_DOCUMENT TEXT_.
Midweek drinking is causing an increasing number of sixth-form students to miss lessons because they are too hungover to attend, the head of a £2,740-a-term school in the Midlands says.
Tim Taylor, head of Bromsgrove School in Worcestershire, told parents, pupils and guests at the annual prizegiving there had been a decline in attendance and discipline over the past academic year because students were spending more time on late-night drinking.
"It should be unacceptable for Lower Sixth pupils to party midweek in term, end up in a nightclub in the early hours and then be absent from the school the next day," Mr Taylor said.
He blamed a decline in "Christian values" and parental support at Bromsgrove, which has 680 pupils aged 13 to 18 in its upper school. Vowing to ensure that all pupils understand their responsibilities, Mr Taylor added: "We will try to make it much clearer to parents what we expect and when we feel support is unforthcoming."

_INFORMATION SHOWN_.
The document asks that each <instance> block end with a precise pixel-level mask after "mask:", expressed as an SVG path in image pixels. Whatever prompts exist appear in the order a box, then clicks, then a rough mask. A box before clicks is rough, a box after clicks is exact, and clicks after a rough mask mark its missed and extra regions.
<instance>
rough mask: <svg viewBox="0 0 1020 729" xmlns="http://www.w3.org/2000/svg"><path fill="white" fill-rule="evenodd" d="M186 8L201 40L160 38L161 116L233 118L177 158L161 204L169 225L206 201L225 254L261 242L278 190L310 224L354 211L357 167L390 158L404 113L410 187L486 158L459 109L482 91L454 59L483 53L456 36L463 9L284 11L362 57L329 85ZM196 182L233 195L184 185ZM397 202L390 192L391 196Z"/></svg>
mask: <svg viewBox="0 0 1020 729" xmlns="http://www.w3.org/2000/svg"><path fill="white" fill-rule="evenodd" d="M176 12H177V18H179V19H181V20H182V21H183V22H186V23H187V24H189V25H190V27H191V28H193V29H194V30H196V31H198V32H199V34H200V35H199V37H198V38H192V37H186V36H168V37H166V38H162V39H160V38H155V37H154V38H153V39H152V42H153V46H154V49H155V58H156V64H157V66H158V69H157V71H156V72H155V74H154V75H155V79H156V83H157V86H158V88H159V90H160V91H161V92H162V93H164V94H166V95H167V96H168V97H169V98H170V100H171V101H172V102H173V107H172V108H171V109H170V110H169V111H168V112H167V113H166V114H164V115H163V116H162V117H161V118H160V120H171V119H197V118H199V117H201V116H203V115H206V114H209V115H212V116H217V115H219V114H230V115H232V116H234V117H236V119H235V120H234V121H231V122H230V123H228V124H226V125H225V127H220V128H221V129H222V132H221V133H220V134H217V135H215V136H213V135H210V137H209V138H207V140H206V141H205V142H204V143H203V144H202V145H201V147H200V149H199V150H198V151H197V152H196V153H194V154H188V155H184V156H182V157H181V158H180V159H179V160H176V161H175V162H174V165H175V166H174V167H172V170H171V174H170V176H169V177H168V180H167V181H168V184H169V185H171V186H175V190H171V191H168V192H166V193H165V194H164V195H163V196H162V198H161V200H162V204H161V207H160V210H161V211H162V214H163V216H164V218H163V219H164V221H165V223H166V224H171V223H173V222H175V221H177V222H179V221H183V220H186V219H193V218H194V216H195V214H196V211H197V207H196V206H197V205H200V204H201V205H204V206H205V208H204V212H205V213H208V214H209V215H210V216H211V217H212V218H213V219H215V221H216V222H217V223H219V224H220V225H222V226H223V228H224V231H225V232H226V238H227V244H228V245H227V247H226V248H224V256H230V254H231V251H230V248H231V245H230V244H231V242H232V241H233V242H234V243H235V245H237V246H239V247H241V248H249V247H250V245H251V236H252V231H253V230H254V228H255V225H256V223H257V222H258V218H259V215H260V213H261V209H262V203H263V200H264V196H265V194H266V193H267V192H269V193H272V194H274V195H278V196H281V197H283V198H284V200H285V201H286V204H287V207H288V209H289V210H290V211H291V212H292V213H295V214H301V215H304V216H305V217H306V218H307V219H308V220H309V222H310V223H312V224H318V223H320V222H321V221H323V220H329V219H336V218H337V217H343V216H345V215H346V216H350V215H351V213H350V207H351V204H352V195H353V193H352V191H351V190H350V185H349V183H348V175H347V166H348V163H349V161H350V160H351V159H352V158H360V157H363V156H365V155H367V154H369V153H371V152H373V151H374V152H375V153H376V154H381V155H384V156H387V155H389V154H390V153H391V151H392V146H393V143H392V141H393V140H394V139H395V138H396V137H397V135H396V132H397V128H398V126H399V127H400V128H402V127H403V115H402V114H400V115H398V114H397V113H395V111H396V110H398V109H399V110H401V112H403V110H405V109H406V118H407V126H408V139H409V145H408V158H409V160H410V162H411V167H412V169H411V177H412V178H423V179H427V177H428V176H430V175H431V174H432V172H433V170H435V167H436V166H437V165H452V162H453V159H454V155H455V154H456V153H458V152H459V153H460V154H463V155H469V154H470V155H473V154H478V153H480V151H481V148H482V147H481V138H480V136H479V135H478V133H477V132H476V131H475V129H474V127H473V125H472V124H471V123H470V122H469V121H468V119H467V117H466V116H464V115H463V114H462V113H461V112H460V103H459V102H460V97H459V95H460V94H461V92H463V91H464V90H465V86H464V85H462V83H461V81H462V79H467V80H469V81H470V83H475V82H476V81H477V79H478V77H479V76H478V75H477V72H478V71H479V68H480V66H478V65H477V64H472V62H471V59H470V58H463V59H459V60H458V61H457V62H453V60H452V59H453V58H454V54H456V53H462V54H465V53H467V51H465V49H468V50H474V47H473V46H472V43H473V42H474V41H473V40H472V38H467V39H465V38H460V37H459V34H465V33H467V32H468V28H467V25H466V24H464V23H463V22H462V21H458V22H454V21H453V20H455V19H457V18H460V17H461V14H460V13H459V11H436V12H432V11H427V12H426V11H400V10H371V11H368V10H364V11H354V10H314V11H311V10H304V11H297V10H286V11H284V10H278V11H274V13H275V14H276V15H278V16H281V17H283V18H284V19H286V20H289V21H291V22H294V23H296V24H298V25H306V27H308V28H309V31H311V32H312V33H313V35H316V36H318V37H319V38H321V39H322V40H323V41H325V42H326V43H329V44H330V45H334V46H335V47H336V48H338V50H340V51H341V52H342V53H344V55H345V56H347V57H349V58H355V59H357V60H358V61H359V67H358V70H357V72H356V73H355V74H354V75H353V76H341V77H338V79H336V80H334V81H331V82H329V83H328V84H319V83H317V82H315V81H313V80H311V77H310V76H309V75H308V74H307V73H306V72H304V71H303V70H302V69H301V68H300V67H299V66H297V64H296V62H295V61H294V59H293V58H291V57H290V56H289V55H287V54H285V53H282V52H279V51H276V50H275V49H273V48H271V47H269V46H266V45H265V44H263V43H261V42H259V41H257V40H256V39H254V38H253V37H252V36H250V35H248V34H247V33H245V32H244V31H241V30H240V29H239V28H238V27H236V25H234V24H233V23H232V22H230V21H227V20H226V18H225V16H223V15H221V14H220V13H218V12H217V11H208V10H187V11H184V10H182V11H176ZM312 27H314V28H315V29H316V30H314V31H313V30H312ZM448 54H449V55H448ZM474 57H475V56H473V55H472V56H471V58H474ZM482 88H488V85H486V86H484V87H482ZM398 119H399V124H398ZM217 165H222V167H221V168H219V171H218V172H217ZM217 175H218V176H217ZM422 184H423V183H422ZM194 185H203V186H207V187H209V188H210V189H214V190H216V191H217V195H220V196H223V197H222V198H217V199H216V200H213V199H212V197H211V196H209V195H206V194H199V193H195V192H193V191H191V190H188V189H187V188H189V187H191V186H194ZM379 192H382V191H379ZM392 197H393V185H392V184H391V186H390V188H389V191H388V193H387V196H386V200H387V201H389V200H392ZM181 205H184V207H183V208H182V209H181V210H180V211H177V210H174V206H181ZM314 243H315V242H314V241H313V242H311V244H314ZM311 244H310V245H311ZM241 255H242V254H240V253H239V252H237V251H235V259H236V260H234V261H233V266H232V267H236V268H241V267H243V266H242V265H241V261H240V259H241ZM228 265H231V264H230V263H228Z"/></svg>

_YOUR GOAL_. Name every thing that the head of Bromsgrove School says has declined, according to the article on midweek drinking.

_SOLUTION FOR THIS EXERCISE_.
- Attendance
- Discipline
- "Christian values"
- Parental support